** Start of RECORD EXTRACTS **

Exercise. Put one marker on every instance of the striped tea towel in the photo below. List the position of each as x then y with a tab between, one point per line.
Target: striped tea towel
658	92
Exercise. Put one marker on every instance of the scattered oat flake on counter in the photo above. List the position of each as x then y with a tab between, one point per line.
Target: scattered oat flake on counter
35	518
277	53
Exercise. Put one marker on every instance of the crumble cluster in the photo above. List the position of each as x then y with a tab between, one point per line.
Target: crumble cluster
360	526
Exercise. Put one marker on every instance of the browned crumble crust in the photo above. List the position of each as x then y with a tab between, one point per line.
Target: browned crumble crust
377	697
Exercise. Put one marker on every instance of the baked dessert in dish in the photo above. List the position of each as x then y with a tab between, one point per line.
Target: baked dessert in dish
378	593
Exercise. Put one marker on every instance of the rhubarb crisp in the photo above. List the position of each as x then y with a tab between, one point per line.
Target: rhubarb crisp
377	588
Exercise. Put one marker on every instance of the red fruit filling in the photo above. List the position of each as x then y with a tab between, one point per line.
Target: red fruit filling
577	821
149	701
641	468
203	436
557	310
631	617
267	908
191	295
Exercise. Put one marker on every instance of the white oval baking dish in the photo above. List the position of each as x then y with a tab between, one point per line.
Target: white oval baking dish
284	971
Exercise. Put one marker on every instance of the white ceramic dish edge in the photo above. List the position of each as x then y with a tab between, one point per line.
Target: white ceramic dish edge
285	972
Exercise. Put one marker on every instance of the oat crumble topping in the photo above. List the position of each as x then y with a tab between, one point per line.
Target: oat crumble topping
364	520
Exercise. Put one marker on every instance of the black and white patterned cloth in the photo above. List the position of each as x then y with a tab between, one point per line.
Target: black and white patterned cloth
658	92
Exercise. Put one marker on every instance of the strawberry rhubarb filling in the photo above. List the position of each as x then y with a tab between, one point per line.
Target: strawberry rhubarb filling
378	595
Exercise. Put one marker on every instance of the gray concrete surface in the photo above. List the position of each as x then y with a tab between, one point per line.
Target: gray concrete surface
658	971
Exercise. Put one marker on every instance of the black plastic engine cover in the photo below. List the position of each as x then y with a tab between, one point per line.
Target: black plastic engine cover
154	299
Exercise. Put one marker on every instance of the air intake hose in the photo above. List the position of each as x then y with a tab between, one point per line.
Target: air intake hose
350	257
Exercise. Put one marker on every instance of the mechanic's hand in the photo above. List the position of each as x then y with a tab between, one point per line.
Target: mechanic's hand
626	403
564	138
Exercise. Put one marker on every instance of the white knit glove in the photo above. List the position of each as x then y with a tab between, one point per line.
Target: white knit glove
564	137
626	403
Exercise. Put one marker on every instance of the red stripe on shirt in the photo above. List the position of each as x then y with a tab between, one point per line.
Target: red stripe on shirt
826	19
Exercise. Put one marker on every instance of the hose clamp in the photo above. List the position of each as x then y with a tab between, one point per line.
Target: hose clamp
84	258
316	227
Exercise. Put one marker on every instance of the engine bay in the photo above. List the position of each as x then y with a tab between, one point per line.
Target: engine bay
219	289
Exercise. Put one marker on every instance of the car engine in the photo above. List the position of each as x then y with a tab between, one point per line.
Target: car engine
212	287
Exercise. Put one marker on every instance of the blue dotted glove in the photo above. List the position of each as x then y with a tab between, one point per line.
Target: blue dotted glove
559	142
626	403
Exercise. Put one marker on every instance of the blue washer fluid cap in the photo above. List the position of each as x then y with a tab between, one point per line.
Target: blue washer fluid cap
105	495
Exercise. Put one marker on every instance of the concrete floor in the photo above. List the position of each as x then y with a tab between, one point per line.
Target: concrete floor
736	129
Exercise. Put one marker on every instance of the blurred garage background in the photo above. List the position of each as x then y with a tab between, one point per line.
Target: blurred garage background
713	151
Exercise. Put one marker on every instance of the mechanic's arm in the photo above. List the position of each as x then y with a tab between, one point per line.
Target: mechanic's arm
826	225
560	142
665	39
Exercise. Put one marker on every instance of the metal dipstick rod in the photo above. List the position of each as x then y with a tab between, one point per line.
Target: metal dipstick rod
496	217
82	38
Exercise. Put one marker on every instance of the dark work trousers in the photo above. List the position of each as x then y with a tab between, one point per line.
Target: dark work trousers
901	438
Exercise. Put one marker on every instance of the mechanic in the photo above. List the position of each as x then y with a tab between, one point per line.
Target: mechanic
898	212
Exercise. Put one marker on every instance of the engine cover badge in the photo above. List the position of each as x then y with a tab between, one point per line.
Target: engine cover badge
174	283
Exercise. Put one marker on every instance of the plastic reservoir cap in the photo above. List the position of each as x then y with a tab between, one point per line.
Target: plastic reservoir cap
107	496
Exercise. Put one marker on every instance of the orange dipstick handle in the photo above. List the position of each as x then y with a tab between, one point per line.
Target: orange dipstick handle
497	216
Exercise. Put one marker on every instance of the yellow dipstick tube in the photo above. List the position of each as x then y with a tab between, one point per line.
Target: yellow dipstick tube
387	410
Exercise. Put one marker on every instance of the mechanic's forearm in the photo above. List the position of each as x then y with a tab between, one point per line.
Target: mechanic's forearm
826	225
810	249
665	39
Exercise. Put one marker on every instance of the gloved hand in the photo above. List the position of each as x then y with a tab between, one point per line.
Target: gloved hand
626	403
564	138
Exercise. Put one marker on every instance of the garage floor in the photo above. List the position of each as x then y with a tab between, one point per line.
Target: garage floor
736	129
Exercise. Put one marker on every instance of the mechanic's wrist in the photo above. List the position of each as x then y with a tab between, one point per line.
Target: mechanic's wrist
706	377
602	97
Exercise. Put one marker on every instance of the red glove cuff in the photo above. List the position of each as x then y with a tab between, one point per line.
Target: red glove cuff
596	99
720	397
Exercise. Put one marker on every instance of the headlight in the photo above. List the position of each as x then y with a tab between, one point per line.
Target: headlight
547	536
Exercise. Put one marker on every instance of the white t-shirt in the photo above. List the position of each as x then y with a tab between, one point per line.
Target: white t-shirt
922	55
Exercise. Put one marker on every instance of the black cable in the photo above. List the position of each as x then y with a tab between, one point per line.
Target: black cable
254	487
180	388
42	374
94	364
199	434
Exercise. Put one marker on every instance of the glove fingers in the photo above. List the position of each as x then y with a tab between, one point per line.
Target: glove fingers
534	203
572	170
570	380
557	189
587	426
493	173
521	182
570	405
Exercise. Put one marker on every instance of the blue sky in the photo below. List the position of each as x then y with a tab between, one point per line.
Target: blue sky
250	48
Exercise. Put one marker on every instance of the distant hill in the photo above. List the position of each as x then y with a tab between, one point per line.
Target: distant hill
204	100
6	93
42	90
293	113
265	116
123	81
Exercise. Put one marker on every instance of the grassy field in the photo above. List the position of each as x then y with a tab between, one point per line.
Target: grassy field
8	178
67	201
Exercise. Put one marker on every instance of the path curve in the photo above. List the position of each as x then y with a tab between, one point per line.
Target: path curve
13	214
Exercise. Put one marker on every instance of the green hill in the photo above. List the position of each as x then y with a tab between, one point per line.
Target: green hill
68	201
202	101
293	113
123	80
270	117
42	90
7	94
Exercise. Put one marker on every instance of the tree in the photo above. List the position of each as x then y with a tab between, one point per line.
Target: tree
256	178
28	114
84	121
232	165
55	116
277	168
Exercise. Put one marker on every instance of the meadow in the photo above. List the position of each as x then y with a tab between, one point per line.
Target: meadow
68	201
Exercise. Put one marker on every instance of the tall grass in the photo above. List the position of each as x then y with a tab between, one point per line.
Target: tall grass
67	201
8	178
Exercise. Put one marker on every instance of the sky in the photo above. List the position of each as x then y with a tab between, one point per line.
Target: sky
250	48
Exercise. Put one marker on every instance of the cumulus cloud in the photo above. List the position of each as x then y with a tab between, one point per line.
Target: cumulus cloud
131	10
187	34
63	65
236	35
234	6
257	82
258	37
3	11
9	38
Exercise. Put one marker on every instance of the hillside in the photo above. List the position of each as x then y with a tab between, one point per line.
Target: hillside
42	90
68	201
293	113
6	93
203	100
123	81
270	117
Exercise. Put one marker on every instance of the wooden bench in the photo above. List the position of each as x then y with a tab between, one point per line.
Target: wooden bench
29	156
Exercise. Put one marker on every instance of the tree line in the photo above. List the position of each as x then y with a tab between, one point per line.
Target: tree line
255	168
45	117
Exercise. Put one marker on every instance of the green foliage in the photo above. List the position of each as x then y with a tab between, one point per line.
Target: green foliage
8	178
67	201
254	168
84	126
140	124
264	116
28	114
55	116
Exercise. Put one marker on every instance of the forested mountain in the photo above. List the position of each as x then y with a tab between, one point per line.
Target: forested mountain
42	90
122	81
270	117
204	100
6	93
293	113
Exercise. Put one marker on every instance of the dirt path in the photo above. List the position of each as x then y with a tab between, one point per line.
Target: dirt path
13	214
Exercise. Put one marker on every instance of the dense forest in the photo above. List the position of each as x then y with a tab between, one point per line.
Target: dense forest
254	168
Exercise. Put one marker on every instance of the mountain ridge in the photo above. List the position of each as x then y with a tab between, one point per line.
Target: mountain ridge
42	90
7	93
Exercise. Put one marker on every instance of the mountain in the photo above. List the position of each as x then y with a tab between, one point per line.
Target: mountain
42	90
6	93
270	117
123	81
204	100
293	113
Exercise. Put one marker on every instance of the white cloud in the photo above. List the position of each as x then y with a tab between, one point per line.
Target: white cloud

** End of RECORD EXTRACTS **

### DIRECTIONS
Copy out the lines starting at the one containing "Exercise. Put one marker on every instance of the mountain ridge" and ending with the last line of the entries. Include nothing else.

### TASK ANSWER
Exercise. Put one marker on every instance of the mountain ridge in the photo above. List the position of each as x then y with a tab between, one point per line.
Target: mountain ridge
42	90
7	93
Exercise. Put one marker on every instance of the mountain in the photo above. List the position of each as x then y with a tab between, one point per line.
Target: mountain
42	90
6	93
270	117
123	81
204	100
293	113
Exercise. Put one marker on every instance of the white cloud in the photo above. List the position of each as x then y with a tab between, one point per line.
Target: white cloud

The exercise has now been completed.